Please list every line in the data below that contains the string "blue". Letter case must match.

# start of Records for the exercise

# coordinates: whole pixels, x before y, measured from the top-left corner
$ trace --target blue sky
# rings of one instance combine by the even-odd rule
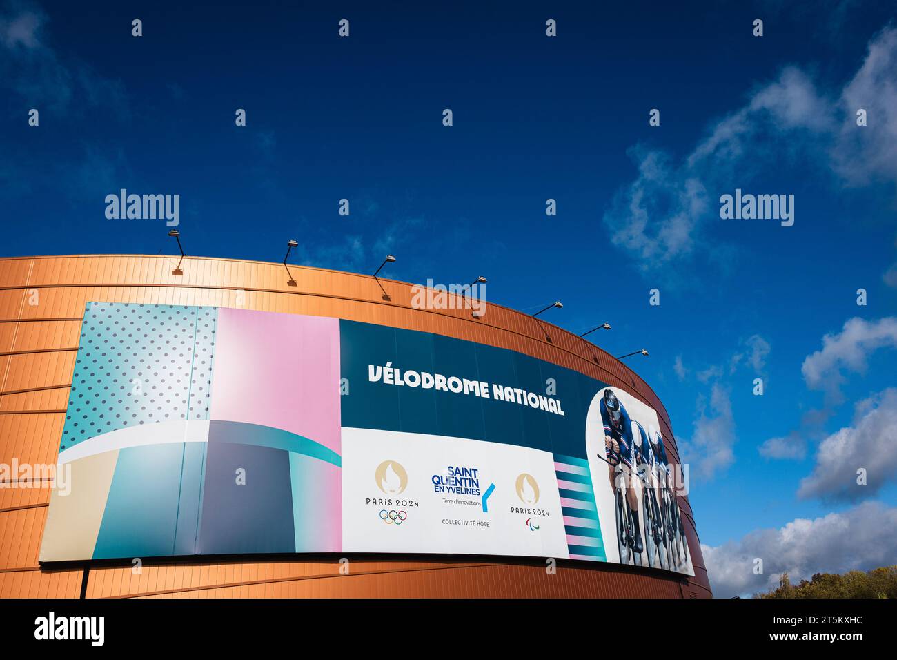
[[[180,195],[188,253],[296,238],[298,263],[560,299],[546,321],[650,351],[718,595],[897,561],[893,5],[70,4],[0,2],[0,254],[172,251],[106,219],[126,188]],[[794,195],[794,225],[721,220],[736,188]]]

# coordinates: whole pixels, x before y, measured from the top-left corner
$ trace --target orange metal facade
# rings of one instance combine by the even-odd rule
[[[510,348],[625,388],[666,409],[620,361],[566,330],[490,304],[469,309],[414,309],[411,285],[370,276],[282,264],[188,257],[98,255],[0,260],[0,463],[53,463],[74,367],[84,304],[90,301],[220,305],[331,316],[424,330]],[[384,290],[386,295],[384,295]],[[238,302],[239,303],[238,304]],[[671,459],[679,461],[675,442]],[[684,503],[693,578],[607,564],[562,562],[548,575],[538,561],[445,558],[353,560],[337,558],[249,561],[148,561],[139,575],[120,566],[41,568],[38,551],[48,488],[0,488],[0,597],[709,597],[694,519]],[[86,583],[85,583],[86,580]]]

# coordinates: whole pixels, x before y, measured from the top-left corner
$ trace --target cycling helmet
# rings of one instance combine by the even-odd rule
[[[607,414],[611,416],[611,419],[614,420],[614,424],[619,424],[620,422],[620,400],[616,398],[610,389],[605,390],[605,408],[607,409]]]

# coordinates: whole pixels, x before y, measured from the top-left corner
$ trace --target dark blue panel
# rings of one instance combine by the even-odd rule
[[[340,321],[339,331],[340,378],[349,382],[349,394],[340,400],[343,426],[401,430],[397,388],[368,380],[369,364],[383,366],[390,362],[397,365],[396,330]]]
[[[246,485],[236,482],[246,471]],[[200,554],[293,552],[290,453],[209,437]]]

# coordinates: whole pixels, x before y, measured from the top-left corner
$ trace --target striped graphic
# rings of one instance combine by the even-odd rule
[[[588,462],[584,458],[554,454],[554,472],[561,492],[570,558],[607,561]]]
[[[39,560],[339,550],[338,347],[335,319],[88,303]]]

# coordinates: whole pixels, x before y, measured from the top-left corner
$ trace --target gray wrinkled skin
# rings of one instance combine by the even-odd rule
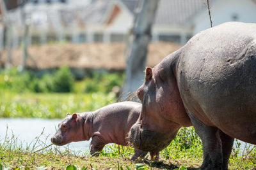
[[[228,22],[198,33],[146,69],[138,95],[143,109],[129,134],[135,148],[152,147],[137,142],[143,125],[163,138],[192,124],[203,142],[200,169],[227,169],[234,138],[256,144],[256,24]],[[182,108],[179,97],[190,122],[175,108],[175,102]]]
[[[93,156],[98,156],[108,143],[127,146],[128,132],[139,118],[141,110],[141,104],[125,101],[109,104],[92,112],[68,114],[58,125],[51,141],[62,146],[92,138],[90,153]],[[150,152],[151,159],[158,160],[159,153]],[[147,152],[134,149],[131,160],[143,158],[147,154]]]

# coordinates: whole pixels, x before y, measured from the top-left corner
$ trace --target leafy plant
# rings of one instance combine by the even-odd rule
[[[74,165],[68,165],[66,167],[66,170],[77,170],[77,168]]]
[[[54,75],[54,91],[56,92],[70,92],[73,90],[74,78],[69,68],[61,67]]]
[[[188,170],[188,169],[184,166],[181,166],[180,168],[175,168],[173,170]]]

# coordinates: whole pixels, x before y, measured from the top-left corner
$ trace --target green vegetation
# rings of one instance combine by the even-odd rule
[[[118,101],[124,74],[94,72],[76,81],[64,67],[36,77],[32,72],[17,69],[0,72],[0,118],[63,118],[67,113],[97,110]],[[43,134],[43,132],[42,132]],[[13,169],[194,169],[202,162],[202,141],[193,127],[182,128],[175,139],[160,153],[160,161],[148,155],[133,162],[133,148],[117,145],[104,147],[99,157],[88,152],[74,153],[67,146],[46,146],[40,134],[26,147],[15,136],[0,138],[0,170]],[[33,145],[31,147],[31,145]],[[238,142],[230,159],[230,169],[252,169],[256,165],[256,147]],[[38,150],[38,147],[44,148]]]
[[[63,118],[67,113],[95,110],[117,101],[124,75],[94,73],[75,81],[64,67],[37,78],[17,69],[0,72],[0,117]]]
[[[19,145],[15,136],[5,137],[0,141],[0,164],[4,167],[20,169],[195,169],[202,162],[202,143],[193,127],[182,128],[175,139],[160,153],[160,161],[149,160],[145,158],[136,162],[129,159],[134,153],[131,147],[109,145],[105,146],[99,157],[92,157],[88,152],[74,152],[66,146],[46,146],[47,138],[43,132],[35,138],[35,144],[26,147]],[[188,136],[184,136],[187,134]],[[239,143],[234,148],[230,159],[230,169],[253,169],[256,164],[256,148],[250,145],[244,150]],[[29,146],[33,145],[32,146]],[[38,150],[38,146],[44,147]],[[29,149],[31,148],[32,149]],[[0,166],[1,167],[1,166]],[[28,169],[29,168],[29,169]],[[86,169],[87,168],[87,169]],[[94,169],[93,169],[94,168]],[[187,169],[188,168],[188,169]]]

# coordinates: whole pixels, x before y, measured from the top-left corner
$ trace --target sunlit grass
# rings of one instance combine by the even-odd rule
[[[63,118],[67,113],[93,111],[116,100],[115,94],[32,94],[1,92],[0,117]]]
[[[133,148],[117,145],[106,146],[99,157],[93,157],[88,150],[75,152],[68,145],[61,148],[47,146],[45,143],[48,138],[43,131],[26,145],[19,142],[14,136],[0,139],[0,164],[6,168],[27,167],[26,169],[63,169],[72,165],[81,169],[195,169],[201,165],[203,158],[201,141],[193,128],[180,129],[172,143],[161,152],[159,161],[155,162],[149,160],[148,155],[131,162],[129,159],[134,154]],[[238,154],[240,150],[244,152]],[[255,145],[246,145],[244,149],[238,144],[233,149],[229,169],[253,169],[255,155]]]

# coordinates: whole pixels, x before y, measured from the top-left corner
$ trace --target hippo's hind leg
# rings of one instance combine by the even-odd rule
[[[131,159],[131,160],[135,160],[138,157],[143,158],[147,153],[147,152],[134,149],[134,155],[133,155]]]
[[[105,144],[102,141],[100,137],[93,136],[90,144],[90,154],[92,156],[98,157],[104,146]]]
[[[189,115],[203,143],[204,161],[200,169],[227,169],[234,138],[216,127],[208,126]]]
[[[222,169],[228,169],[228,163],[234,143],[234,138],[220,131],[222,143]]]

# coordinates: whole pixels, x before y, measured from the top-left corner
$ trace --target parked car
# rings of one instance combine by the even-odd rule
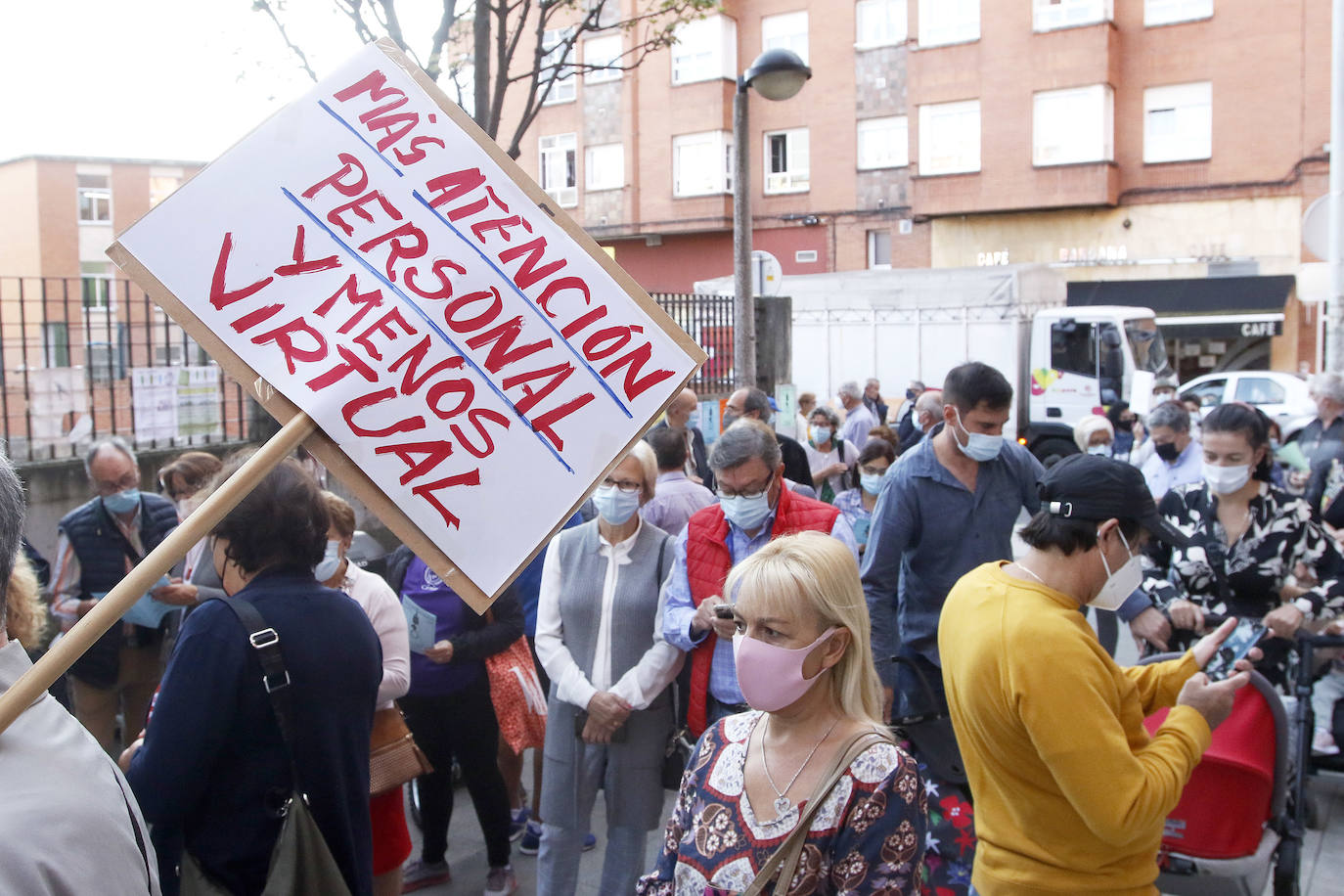
[[[1196,376],[1180,387],[1181,399],[1193,398],[1204,414],[1223,402],[1246,402],[1278,423],[1284,441],[1316,416],[1316,402],[1306,395],[1306,382],[1277,371],[1223,371]]]

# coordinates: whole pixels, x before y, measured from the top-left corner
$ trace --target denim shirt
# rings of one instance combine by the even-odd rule
[[[1012,557],[1012,528],[1023,508],[1040,509],[1044,470],[1005,438],[980,463],[972,493],[934,454],[933,437],[896,461],[882,482],[863,557],[863,592],[872,621],[872,654],[886,685],[895,684],[898,646],[938,665],[938,614],[957,579],[981,563]]]

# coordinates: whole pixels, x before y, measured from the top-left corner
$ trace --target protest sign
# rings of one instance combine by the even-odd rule
[[[386,40],[108,254],[477,611],[704,360]]]

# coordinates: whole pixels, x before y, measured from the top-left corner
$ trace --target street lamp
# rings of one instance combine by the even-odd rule
[[[738,386],[755,388],[755,290],[751,289],[751,175],[747,163],[747,87],[766,99],[789,99],[812,77],[792,50],[766,50],[738,77],[732,97],[732,293],[737,326],[732,369]]]

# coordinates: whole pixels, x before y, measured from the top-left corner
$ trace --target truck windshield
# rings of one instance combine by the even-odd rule
[[[1129,337],[1129,348],[1134,352],[1134,367],[1156,376],[1172,372],[1167,363],[1167,343],[1157,329],[1157,321],[1152,317],[1125,321],[1125,336]]]

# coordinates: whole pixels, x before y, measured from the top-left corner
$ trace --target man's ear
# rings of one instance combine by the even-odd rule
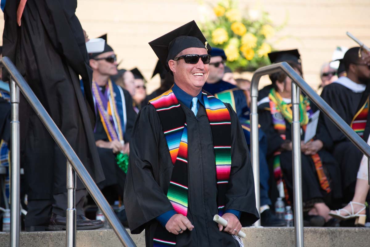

# end of Records for the exercise

→ Output of the task:
$ trace --target blue sky
$ trace --target dark blue panel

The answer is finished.